#### EXERCISE DIRECTIONS:
Rewrite all the entries below with each "sofa" swapped for "couch" and everything else left unchanged.

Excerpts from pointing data
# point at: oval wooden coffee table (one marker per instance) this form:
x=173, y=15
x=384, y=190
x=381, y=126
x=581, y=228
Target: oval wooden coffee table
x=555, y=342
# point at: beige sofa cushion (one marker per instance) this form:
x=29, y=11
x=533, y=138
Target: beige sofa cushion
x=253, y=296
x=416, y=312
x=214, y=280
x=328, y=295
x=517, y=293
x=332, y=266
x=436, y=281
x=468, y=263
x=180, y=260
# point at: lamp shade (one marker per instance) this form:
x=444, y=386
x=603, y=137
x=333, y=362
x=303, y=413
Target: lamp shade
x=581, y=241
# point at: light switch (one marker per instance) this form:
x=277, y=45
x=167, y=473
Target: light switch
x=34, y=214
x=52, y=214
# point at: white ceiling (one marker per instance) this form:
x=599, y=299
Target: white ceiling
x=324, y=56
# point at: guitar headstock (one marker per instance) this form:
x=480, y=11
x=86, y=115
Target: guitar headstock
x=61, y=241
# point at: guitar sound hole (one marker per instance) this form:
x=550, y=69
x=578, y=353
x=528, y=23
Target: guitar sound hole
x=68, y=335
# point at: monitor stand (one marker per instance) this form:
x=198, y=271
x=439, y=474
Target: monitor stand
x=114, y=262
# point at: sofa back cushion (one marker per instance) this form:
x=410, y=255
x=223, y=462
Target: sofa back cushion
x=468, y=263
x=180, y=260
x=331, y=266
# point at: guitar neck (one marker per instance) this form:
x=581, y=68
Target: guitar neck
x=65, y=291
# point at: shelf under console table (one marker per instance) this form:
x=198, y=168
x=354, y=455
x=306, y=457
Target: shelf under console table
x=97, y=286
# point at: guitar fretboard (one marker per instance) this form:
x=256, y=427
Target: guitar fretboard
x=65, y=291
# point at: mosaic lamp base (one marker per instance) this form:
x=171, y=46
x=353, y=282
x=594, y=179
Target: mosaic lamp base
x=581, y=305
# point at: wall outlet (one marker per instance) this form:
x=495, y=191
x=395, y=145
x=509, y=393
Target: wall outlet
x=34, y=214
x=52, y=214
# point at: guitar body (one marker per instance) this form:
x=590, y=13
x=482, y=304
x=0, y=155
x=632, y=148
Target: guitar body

#### FINAL RESULT:
# point at: oval wooden coffee table (one marker per instance) this form:
x=173, y=15
x=384, y=190
x=381, y=126
x=581, y=228
Target: oval wooden coffee table
x=555, y=342
# point at: beige couch cushion (one marker per instance) this form:
x=29, y=11
x=533, y=138
Target: beige couch cushion
x=253, y=296
x=416, y=312
x=214, y=280
x=328, y=295
x=517, y=293
x=332, y=266
x=436, y=281
x=468, y=263
x=180, y=260
# point at: lamp shade (one marker per instance) this form:
x=444, y=386
x=603, y=137
x=333, y=362
x=303, y=413
Target: lamp shade
x=581, y=241
# point at: light switch (one marker per instance) this form:
x=277, y=45
x=167, y=473
Target: light switch
x=34, y=214
x=52, y=214
# point at: white ceiling (one marker per instance) this form:
x=599, y=299
Target: white ceiling
x=324, y=56
# point at: guitar headstock (one marker per instance) this form:
x=480, y=11
x=86, y=115
Target: guitar headstock
x=61, y=241
# point at: guitar sound hole (one marker per instance) this form:
x=550, y=69
x=578, y=353
x=528, y=23
Target: guitar sound hole
x=68, y=335
# point at: monitor stand (one marker per instance) this form:
x=198, y=271
x=439, y=474
Target: monitor stand
x=114, y=262
# point at: couch back cushion (one marker per instance) this form:
x=410, y=255
x=223, y=462
Target: couch back cushion
x=468, y=263
x=180, y=260
x=331, y=266
# point at: guitar neck (one marker per instance) this form:
x=581, y=68
Target: guitar neck
x=65, y=291
# point at: shelf under console table (one marker per instance) this form:
x=198, y=168
x=354, y=455
x=306, y=457
Target: shelf under console table
x=97, y=286
# point at: guitar fretboard (one marker per instance) this form:
x=256, y=427
Target: guitar fretboard
x=65, y=291
# point at: mosaic lamp base (one marker per instance) this form:
x=171, y=46
x=353, y=282
x=594, y=179
Target: mosaic lamp base
x=581, y=305
# point at: wall outlet (one marker per instance) this form:
x=495, y=191
x=395, y=145
x=509, y=393
Target: wall outlet
x=34, y=214
x=52, y=214
# point at: guitar body (one marker per instance) this form:
x=590, y=13
x=482, y=304
x=0, y=155
x=632, y=148
Target: guitar body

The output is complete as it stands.